'''
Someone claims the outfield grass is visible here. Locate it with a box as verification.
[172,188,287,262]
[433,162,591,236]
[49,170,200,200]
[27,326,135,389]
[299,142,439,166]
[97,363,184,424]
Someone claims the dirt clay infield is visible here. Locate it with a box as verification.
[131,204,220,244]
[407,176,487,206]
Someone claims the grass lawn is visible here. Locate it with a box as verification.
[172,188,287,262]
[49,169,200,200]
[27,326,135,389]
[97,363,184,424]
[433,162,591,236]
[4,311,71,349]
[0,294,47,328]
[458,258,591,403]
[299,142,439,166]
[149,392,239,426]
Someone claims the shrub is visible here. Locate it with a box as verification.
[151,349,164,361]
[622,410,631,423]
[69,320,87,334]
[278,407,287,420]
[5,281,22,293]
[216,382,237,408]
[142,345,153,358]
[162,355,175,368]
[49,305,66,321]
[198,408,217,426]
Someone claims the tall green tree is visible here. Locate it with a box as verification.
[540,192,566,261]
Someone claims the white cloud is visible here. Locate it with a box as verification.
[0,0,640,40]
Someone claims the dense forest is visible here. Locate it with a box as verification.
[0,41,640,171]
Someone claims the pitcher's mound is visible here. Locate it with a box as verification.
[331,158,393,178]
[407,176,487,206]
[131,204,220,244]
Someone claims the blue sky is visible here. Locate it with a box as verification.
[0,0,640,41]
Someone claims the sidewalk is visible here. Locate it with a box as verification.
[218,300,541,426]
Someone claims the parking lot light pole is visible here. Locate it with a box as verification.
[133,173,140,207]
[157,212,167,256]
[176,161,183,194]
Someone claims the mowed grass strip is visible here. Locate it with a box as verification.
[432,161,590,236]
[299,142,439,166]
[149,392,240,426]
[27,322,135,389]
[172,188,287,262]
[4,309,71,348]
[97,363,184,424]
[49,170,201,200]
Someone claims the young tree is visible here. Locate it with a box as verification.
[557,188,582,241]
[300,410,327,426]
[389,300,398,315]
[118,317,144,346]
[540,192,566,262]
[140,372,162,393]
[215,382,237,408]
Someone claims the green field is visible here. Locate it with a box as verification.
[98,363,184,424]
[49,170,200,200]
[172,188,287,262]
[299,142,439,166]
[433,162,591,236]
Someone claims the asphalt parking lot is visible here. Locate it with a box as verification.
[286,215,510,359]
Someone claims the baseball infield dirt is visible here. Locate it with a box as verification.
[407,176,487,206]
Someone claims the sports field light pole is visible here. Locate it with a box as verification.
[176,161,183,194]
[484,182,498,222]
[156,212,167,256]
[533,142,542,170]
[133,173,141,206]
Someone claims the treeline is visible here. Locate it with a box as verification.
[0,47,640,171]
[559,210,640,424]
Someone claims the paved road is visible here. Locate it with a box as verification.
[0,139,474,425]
'''
'''
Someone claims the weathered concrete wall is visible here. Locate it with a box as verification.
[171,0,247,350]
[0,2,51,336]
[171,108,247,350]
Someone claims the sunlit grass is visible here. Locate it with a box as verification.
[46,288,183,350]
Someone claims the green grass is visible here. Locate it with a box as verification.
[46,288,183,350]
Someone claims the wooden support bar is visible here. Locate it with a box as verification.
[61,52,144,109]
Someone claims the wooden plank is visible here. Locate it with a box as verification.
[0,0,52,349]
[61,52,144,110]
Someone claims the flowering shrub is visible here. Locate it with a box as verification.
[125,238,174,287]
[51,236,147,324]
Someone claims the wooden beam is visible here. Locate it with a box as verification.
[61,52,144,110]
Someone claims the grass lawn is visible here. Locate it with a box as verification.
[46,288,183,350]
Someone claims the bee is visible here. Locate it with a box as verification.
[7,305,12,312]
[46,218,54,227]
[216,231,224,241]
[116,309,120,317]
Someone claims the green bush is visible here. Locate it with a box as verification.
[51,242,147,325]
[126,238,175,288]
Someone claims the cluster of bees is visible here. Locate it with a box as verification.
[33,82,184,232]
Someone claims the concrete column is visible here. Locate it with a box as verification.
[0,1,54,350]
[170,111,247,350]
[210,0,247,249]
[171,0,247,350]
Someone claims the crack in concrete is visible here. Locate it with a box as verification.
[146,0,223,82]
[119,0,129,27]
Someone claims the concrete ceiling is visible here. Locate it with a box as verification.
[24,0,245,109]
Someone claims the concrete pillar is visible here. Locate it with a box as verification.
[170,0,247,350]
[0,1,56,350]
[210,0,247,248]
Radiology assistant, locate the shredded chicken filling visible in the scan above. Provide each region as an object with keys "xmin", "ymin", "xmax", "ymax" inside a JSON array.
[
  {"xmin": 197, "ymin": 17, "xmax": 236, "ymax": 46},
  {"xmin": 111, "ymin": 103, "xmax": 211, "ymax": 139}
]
'''
◆ **Work instructions**: Rewrite every line of the items above from the line with "Someone claims the white" to the line with "[133,173,141,206]", including both of those lines and the requests, and output nothing else. Multiply each box coordinate in the answers by 1.85, rounding to the nearest whole number with halves rounded up, and leave the requests unchanged.

◆ **Full answer**:
Someone claims the white cloud is visible here. Locate it with a box as verification.
[0,0,1184,74]
Someone claims the dense forest is visible here. Locate it with a box as verification.
[0,76,1184,316]
Someone claims the pitcher's mound is visible here. Locate it with a box as verification.
[612,292,727,329]
[753,326,901,381]
[242,377,407,451]
Someone claims the blue sky is visible here. Locate it with a box as verification.
[0,0,1184,76]
Someone claims the sidewalk is visible here. Locate it with a box as verification.
[403,555,1001,788]
Someone claims the parking lot light pole is visible here. Locate it with a box as verification.
[246,320,259,383]
[290,392,309,474]
[326,298,339,359]
Someone claims the mowed grass strip is visible here. Locate it with a box as verification.
[799,298,1092,437]
[553,263,812,307]
[276,725,444,788]
[50,596,250,720]
[318,348,531,485]
[7,572,131,644]
[179,672,340,784]
[91,315,372,370]
Someone claims the young tree is visible here. Locate it with a box as verification.
[1030,348,1077,446]
[555,759,605,788]
[720,555,736,583]
[218,586,266,640]
[999,355,1047,485]
[259,688,300,727]
[398,707,438,755]
Someone claims the green field is visible here. Locate it with a box as verification.
[181,672,340,784]
[91,315,370,370]
[318,348,531,485]
[553,263,812,307]
[801,300,1093,437]
Someone claims the asphalt parking lot is visible here. Locate it with a box as verification.
[529,398,944,664]
Someone claims the baseball infield dirt is visible here. Locate it with a box as verification.
[753,326,901,381]
Someone claims the sports field light pole is visible here. Locate it with a box as verification.
[326,298,339,359]
[895,337,921,411]
[289,392,309,474]
[986,263,1003,315]
[246,320,261,381]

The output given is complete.